Given instruction ▸ Copy out the records word for word, starting with the line containing "Spot the tree" and continuing through the end of the records. Leave the pictures out of your answer.

Dataset ▸
======
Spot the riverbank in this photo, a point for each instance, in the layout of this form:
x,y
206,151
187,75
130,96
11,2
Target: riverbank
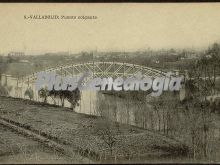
x,y
79,132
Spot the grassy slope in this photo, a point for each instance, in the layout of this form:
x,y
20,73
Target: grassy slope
x,y
79,130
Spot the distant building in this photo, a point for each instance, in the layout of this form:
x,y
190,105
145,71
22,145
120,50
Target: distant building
x,y
16,54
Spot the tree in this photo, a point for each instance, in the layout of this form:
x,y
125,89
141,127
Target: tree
x,y
72,96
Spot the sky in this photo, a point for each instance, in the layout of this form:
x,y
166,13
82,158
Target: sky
x,y
118,27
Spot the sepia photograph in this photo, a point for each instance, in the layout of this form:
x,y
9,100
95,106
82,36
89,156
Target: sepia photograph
x,y
100,83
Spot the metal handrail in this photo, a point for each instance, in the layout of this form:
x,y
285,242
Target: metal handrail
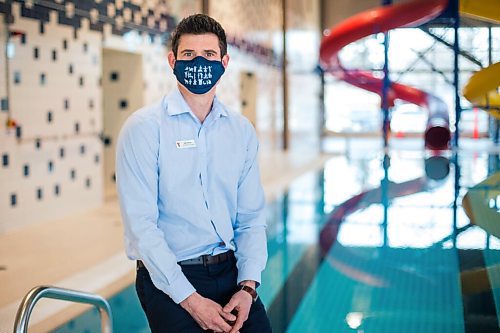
x,y
35,294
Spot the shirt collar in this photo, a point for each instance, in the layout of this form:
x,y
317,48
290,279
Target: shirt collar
x,y
176,104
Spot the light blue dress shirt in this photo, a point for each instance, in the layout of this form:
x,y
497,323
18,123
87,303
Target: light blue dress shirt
======
Expected answer ▸
Spot the tree in this photo, a point for each instance, in the layout of this form:
x,y
125,89
141,127
Target: tree
x,y
72,96
Spot the sky in this photo, a point for each instance, in the layout of this form:
x,y
166,13
82,158
Target: sky
x,y
118,27
Spot the sepia photograph in this photo, a point for each instance, in the layout of this form:
x,y
9,100
95,106
82,36
89,156
Target: sepia photograph
x,y
100,83
Spot the metal handrail in this photo, a point for each instance, in the layout of this form:
x,y
285,242
Target: metal handrail
x,y
35,294
Spot the shirt collar in this photo, a point for each instance, in the layout of this form:
x,y
317,48
290,279
Target: shirt collar
x,y
176,104
Spot the light blue dress shirt in this photo, a point for each instance, in the layout of this form:
x,y
497,323
18,123
87,303
Target: light blue dress shirt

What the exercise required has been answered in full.